# What to do
**a)** In the excerpt on the 40th Division, rewrite the paragraph beginning "The 40th Division was originally formed" more briefly, keeping its main facts.
**b)** Copy everything in the excerpt on the 40th Division from "The 40th Division was an" down to "garrison Hong Kong.".

*** Excerpt

The 40th Division was an infantry division of the British Army active during the First World War, where it served on the Western Front. It was a division of Lord Kitchener's New Army volunteers, mostly "bantam" recruits of below regulation height. It was later briefly reformed as a deception formation in the Second World War, and during the early years of the Cold War was recreated a third time to garrison Hong Kong.

==History==
=== First World War ===
The 40th Division was originally formed during the First World War as a Kitchener's Army 'bantam' division of Kitchener's Army between September and December 1915. 'Bantam' personnel were those who were under the British Army's regulation height but otherwise fit for service. It comprised the 119th, 120th, and 121st infantry brigades along with various supporting units. The division, commanded by Major General Harold Ruggles-Brise, having by now completed its training, moved to the Western Front, the main theatre of war, in June 1916 and served there throughout the rest of the conflict.

The most notable action of the division may be its participation in the Battle of Cambrai in November 1917. By 22 November the British were left exposed in a salient on the battlefield. Field Marshal Sir Douglas Haig, commander-in-chief (C-in-C) of the British Expeditionary Force (BEF) on the Western Front, wanted Bourlon Ridge and the exhausted 62nd (2nd West Riding) Division was replaced by the 40th Division, now commanded by Major General John Ponsonby, on 23 November. Supported by almost a hundred tanks and 430 guns, the 40th attacked into the woods of Bourlon Ridge on the morning of the 23rd. They made little progress. The Germans had put two divisions of Gruppe Arras on the ridge with another two in reserve and Gruppe Caudry was reinforced. The 40th Division reached the crest of the ridge but were held there and suffered over 4,000 casualties for their efforts in three days. The division was subsequently driven back in the German counterattacks, suffering many more losses.

From July 1918 until March 1919, the division was led by Major General Sir William Peyton and took part in the Hundred Days advance through Flanders until the Armistice with Germany on 11 November brought the war to an end.

******
*** Dataset

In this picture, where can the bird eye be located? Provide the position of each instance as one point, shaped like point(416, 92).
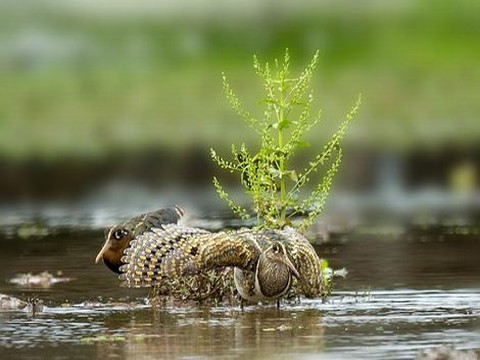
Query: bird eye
point(119, 233)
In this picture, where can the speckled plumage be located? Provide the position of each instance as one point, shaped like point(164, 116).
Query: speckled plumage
point(119, 236)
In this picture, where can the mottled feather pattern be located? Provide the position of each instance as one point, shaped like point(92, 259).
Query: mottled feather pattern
point(232, 248)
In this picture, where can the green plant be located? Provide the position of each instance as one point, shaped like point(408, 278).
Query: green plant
point(268, 175)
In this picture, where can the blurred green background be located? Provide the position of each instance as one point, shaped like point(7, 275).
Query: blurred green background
point(95, 82)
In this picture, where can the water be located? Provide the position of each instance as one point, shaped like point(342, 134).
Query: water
point(402, 294)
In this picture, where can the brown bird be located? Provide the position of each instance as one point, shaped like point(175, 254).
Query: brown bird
point(265, 261)
point(119, 236)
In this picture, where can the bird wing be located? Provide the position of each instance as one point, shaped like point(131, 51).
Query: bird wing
point(166, 252)
point(230, 248)
point(175, 251)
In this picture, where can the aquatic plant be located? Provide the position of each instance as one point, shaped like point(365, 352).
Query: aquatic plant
point(276, 187)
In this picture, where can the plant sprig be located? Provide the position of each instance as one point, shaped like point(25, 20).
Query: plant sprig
point(268, 175)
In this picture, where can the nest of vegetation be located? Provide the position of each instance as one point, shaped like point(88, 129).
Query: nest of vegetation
point(213, 287)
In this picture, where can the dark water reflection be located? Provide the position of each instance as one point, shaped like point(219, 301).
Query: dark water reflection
point(400, 296)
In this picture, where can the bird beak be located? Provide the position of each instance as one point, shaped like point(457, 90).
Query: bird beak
point(101, 252)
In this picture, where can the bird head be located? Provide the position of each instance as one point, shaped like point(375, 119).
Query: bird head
point(278, 253)
point(117, 240)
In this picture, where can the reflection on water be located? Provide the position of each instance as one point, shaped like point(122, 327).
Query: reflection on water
point(400, 296)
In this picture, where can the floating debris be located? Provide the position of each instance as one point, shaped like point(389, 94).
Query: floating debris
point(42, 280)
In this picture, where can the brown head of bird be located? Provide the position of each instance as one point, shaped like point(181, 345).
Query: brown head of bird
point(273, 274)
point(118, 237)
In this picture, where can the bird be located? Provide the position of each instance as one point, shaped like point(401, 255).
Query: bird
point(266, 262)
point(119, 236)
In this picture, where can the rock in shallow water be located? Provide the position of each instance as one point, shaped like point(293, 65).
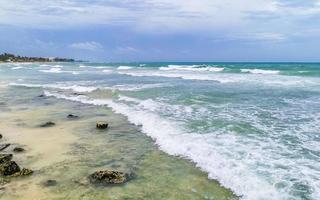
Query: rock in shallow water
point(107, 177)
point(102, 125)
point(4, 146)
point(47, 124)
point(71, 116)
point(49, 183)
point(9, 168)
point(18, 149)
point(5, 158)
point(23, 172)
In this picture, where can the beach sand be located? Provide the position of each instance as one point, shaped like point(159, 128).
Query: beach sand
point(72, 149)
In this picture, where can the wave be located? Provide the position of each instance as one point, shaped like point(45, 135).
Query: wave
point(19, 67)
point(75, 88)
point(191, 68)
point(232, 78)
point(124, 67)
point(136, 87)
point(174, 141)
point(259, 71)
point(51, 70)
point(107, 71)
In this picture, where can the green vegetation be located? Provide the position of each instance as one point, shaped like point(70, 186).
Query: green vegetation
point(6, 57)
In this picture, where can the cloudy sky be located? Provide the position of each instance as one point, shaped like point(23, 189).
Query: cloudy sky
point(163, 30)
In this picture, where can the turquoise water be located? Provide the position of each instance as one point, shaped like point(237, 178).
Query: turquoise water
point(254, 127)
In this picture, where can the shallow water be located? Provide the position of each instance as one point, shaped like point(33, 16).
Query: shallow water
point(248, 125)
point(71, 150)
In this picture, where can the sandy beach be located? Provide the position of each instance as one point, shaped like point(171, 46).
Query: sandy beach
point(72, 149)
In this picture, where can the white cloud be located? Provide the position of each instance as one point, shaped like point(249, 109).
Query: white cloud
point(279, 17)
point(90, 46)
point(126, 50)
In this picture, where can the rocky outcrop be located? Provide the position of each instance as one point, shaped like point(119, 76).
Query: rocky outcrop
point(5, 158)
point(102, 125)
point(23, 172)
point(4, 146)
point(107, 177)
point(18, 149)
point(47, 124)
point(9, 168)
point(49, 183)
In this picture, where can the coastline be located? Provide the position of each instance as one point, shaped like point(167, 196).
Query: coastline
point(72, 149)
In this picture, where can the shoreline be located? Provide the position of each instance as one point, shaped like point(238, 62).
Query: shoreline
point(67, 135)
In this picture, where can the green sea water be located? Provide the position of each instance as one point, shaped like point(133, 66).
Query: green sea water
point(247, 125)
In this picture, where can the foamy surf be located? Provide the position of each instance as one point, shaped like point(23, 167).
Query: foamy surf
point(124, 67)
point(260, 71)
point(74, 88)
point(195, 68)
point(176, 142)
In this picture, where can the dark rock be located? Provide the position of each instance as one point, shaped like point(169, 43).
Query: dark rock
point(18, 149)
point(9, 168)
point(4, 146)
point(107, 177)
point(47, 124)
point(71, 116)
point(23, 172)
point(5, 158)
point(49, 183)
point(102, 125)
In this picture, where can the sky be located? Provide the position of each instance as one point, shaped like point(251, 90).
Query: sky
point(163, 30)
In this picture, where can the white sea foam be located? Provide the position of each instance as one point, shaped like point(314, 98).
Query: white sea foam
point(136, 87)
point(107, 71)
point(196, 68)
point(274, 80)
point(18, 67)
point(52, 70)
point(260, 71)
point(124, 67)
point(75, 88)
point(103, 67)
point(202, 149)
point(57, 66)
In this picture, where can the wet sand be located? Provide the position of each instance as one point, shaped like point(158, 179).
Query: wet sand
point(72, 149)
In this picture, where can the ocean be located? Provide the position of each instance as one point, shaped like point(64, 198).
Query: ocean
point(253, 127)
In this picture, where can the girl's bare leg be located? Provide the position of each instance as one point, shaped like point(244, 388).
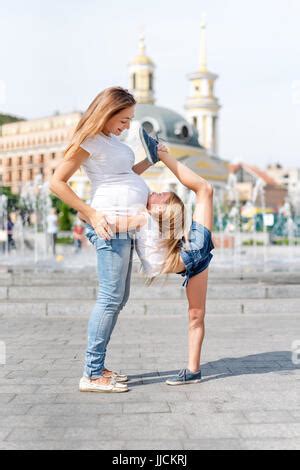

******

# Answers by task
**a)** The 40th Division was raised between September and December 1915 as a 'bantam' division of Kitchener's Army. Its men were below the British Army's regulation height but otherwise fit for service. It was made up of the 119th, 120th, and 121st infantry brigades and various supporting units. Once its training was complete, it moved to the Western Front in June 1916 under Major General Harold Ruggles-Brise. It served there for the rest of the war.

**b)**
The 40th Division was an infantry division of the British Army active during the First World War, where it served on the Western Front. It was a division of Lord Kitchener's New Army volunteers, mostly "bantam" recruits of below regulation height. It was later briefly reformed as a deception formation in the Second World War, and during the early years of the Cold War was recreated a third time to garrison Hong Kong.